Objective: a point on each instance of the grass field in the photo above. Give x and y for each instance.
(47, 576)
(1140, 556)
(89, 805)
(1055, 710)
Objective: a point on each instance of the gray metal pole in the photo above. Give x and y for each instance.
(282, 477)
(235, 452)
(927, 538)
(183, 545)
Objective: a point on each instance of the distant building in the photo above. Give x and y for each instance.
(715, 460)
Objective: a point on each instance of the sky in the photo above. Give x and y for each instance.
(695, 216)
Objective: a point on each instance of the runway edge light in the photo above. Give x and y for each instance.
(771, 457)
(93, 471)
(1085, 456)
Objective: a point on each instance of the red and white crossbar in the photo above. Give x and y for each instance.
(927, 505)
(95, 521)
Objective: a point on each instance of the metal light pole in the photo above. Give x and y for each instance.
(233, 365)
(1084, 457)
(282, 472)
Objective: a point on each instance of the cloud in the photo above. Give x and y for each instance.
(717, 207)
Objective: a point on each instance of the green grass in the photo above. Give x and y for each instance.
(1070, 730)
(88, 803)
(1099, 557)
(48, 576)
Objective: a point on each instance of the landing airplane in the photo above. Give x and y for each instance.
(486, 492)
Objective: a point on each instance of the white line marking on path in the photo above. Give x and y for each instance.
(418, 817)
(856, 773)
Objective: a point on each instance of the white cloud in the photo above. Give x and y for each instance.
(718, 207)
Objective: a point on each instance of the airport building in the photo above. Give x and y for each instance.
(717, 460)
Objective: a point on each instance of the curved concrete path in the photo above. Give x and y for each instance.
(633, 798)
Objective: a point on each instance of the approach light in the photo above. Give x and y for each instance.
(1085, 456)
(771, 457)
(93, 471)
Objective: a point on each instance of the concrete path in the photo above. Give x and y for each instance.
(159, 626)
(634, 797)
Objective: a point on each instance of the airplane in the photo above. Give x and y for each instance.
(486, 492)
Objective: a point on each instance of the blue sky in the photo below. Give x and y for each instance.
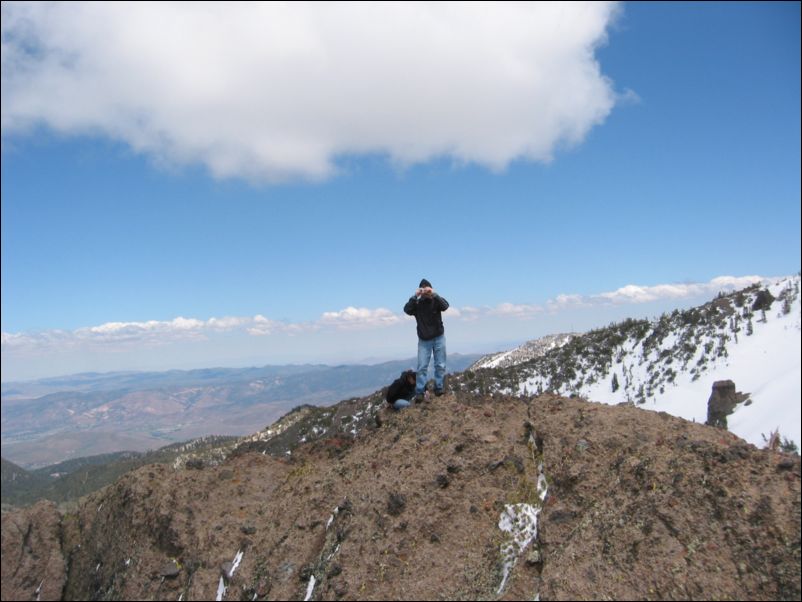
(226, 203)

━━━━━━━━

Reproduce each of the records above verbatim and in full, omitting the picture.

Objective: a point on each instance of the grass field in the photo above. Give x and y for each instance.
(47, 576)
(1140, 556)
(89, 805)
(1055, 710)
Objective: a point on each instance of the gray metal pole in the photo above. Give x and y for each instance.
(282, 477)
(235, 452)
(927, 538)
(183, 545)
Objective: a point on each instance of the distant building in the photo above. Give x and y for each instance.
(715, 460)
Objective: a point on each instance of the sky in the photo above. Give x and y for each instance.
(695, 216)
Objective: a point on each instance of the runway edge light in the photo above. Give x and y for each instance.
(771, 457)
(93, 471)
(1085, 456)
Objective: a point on each instance of the red and white crossbar in the photo above. Give x and y for each instance.
(927, 505)
(95, 521)
Objective: a point on each instance of the metal light pole in the photo above. Give x and y for each instance.
(233, 365)
(1084, 457)
(282, 472)
Objective: a point on each instance of the cloud in the photo above. Give x and y for each instance.
(717, 207)
Objective: a point on each instance of the green grass in the photo above. Give x and y for each instance.
(1070, 730)
(88, 803)
(1099, 557)
(48, 576)
Objective: a point on each instance of the landing airplane in the photo above. Give x and y for each instance.
(486, 492)
Objective: a point on each instance of the white line marking on path in the photo above. Give x and y for each instance.
(418, 817)
(856, 773)
Objective: a point on each instance of the white cloud in the photo above. Give x and y for each instance.
(718, 207)
Objective: a point on each instance of the airport building in the photo above. Give x and y for each instance.
(717, 460)
Objective: a point on each instance of the curved concrete path in the photo above. Give x and y for each instance.
(633, 798)
Objective: a point on each instance of the approach light in the photo above. Give x and y for each instance.
(1085, 456)
(771, 457)
(93, 471)
Objective: a point on each instance of the concrete path in the photo above. Give x and y for each instance.
(159, 626)
(634, 797)
Objective: a point on each instance of the airplane in the photo above. Give x and y for each instance.
(486, 492)
Objective: a point on each instance of the blue sky in the photo below. Give x and y for each instance.
(226, 203)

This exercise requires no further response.